══ RECORDS FOR THIS EXERCISE ══

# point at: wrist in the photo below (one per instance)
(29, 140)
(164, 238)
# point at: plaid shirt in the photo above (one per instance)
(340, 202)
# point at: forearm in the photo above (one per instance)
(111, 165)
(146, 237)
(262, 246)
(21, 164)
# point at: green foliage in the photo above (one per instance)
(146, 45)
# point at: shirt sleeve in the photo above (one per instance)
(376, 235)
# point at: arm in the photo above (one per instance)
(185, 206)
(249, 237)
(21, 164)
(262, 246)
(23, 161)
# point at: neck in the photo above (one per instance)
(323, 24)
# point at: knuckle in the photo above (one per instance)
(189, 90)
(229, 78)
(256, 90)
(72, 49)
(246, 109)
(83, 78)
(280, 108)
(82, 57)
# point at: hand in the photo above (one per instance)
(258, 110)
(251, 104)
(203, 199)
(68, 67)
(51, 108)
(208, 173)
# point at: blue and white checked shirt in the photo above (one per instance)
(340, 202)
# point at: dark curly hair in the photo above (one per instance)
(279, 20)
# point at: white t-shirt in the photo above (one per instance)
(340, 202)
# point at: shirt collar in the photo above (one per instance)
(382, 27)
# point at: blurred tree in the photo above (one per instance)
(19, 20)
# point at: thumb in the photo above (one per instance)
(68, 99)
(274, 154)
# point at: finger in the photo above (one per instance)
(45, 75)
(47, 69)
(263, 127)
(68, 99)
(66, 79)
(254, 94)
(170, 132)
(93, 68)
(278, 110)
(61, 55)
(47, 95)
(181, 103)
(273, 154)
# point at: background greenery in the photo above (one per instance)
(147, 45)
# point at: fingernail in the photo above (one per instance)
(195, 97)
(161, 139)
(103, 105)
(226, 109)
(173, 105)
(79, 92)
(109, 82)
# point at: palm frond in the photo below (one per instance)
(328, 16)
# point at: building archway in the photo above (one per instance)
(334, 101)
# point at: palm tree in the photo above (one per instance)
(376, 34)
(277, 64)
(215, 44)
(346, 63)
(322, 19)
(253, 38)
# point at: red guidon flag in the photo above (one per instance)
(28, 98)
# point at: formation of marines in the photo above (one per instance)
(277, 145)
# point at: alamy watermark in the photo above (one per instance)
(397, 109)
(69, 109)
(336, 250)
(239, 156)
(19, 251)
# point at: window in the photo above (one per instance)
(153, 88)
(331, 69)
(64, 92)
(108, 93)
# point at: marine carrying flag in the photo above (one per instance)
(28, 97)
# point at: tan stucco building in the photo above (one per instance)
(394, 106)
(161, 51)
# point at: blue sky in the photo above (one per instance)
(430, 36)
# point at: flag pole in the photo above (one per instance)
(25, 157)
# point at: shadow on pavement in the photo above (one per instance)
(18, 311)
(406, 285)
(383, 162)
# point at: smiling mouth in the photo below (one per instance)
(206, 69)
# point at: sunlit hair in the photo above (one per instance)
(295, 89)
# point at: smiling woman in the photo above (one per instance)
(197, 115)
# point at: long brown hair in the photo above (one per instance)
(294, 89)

═══

Would you please copy the lines above, from the one holding "# point at: window" through the last, and nothing else?

### SOLUTION FOR THIS PROBLEM
# point at: window in the photo above (one per instance)
(153, 88)
(331, 69)
(64, 92)
(108, 93)
# point at: marine carrying flag in the photo above (one per instance)
(28, 97)
# point at: tan stucco building in the photo above (one per instance)
(394, 106)
(161, 51)
# point at: blue sky in the photo above (one per instance)
(430, 36)
# point at: flag pole in the photo above (one per instance)
(25, 157)
# point at: shadow on pavement in the photo above (one per instance)
(18, 311)
(406, 285)
(383, 162)
# point at: smiling mouth in the photo below (one per instance)
(206, 69)
# point at: sunlit hair in the photo above (one per instance)
(295, 89)
# point at: smiling woman in the photo above (one per instance)
(197, 115)
# point at: long brown hair in the photo above (one per instance)
(294, 89)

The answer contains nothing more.